**TASK REQUIREMENTS:** Reproduce, with no edits, the line that contains "Reviewer note: verify that every instance of the teal" and all the lines that follow it, ending with the last line of the records.

**DATA FOR PROCESSING:**
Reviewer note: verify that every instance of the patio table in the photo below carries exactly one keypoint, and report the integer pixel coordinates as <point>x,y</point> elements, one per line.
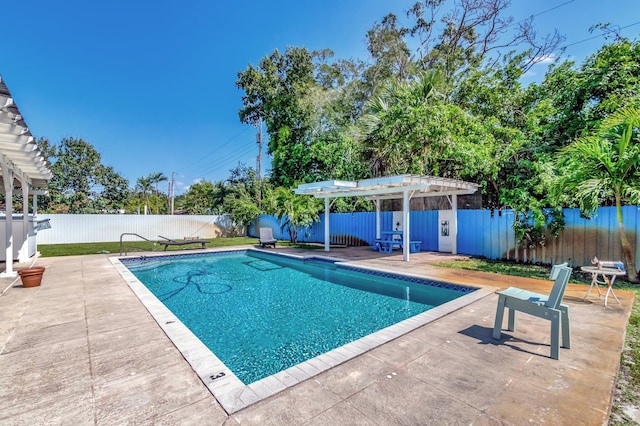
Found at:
<point>608,277</point>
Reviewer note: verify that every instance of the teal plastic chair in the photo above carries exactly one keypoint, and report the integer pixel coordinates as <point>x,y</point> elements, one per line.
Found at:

**ANSWER AREA:**
Reviewer note: verify that every instance of the teal plastic chair in the photo above carries exactly one keypoint, and report the integer pixel coordinates as <point>x,y</point> elements, one per line.
Found at:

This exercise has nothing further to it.